Following Dudenhoeffer, on October 30, 2014, a panel of the Ninth Circuit reversed the district court’s order dismissing the complaint. The defendants sought en banc review of the panel’s decision, arguing that, if it stands, it “will have far reaching deleterious effects.” On May 26, 2015, the panel issued an amended opinion, which again reversed the district court’s order dismissing the complaint. The full Ninth Circuit also denied the petition for rehearing en banc, although four judges dissented from that decision.

In its amended decision, the Ninth Circuit panel again allowed the complaint to proceed where it claimed that plan fiduciaries should have removed publicly traded stock from the plans when they knew or should have known that material information was being withheld in violation of federal securities laws. The panel again held that Dudenhoeffer stood as no bar to such claims. It reasoned that (i) the harm to participants of the eventual disclosure of negative information would be greater than the harm to participants of any fiduciary decision to remove a stock; and (ii) any tension fiduciaries may have between acting consistent with the securities laws and ERISA, where there is an alleged failure to disclose material information, is a “problem of the defendants’ own making.” 

The Dissent Reads Dudenhoeffer as Providing Greater Protection for Fiduciaries

Judge Kozinski, writing for a four-judge dissent, argued that Dudenhoeffer “created stringent new requirements” that were ignored by the panel.  He argued that the decision “creates almost unbounded liability for ERISA fiduciaries” and that it “will have grave consequences for corporations across America, leaving them acutely vulnerable to meritless lawsuits and subjecting them to novel, judicially-fashioned disclosure requirements that conflict with those of the securities laws.” The dissent chided the panel for not paying heed to the Supreme Court’s admonition that courts still need to “weed out meritless lawsuits” under Dudenhoeffer. It expressed concern that under the panel’s holding, any complaint alleging that the plan fiduciary could have withdrawn a fund or provided greater disclosure can survive a motion to dismiss, a holding that not only conflicts with Dudenhoeffer, but “fundamentally undermines” the Supreme Court’s earlier decisions establishing the pleading standard to be applied under FRCP 12(b)(6), Twombly and Iqbal.

Directions for this task
Copy everything in the Ninth Circuit passage from "Following Dudenhoeffer, on" down to "from that decision.", renaming "district court" as "trial court" wherever it occurs. The records come from a separate source unrelated to the Ninth Circuit passage.

Records provided
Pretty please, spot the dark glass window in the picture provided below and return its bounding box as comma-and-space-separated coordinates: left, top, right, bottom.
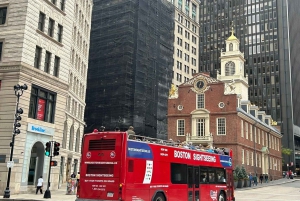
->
57, 24, 63, 42
38, 12, 45, 31
44, 51, 51, 73
53, 56, 60, 77
171, 163, 187, 184
0, 41, 3, 61
60, 0, 65, 11
34, 46, 42, 68
48, 18, 54, 37
0, 7, 7, 24
28, 85, 56, 123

Task response
Following Dudenhoeffer, on October 30, 2014, a panel of the Ninth Circuit reversed the trial court’s order dismissing the complaint. The defendants sought en banc review of the panel’s decision, arguing that, if it stands, it “will have far reaching deleterious effects.” On May 26, 2015, the panel issued an amended opinion, which again reversed the trial court’s order dismissing the complaint. The full Ninth Circuit also denied the petition for rehearing en banc, although four judges dissented from that decision.